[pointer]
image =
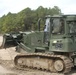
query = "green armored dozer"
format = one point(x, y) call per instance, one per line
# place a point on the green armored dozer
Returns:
point(11, 39)
point(53, 49)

......

__EXERCISE__.
State how many lines of the listing hold the string "green", and add nothing else.

__FINAL ANSWER__.
2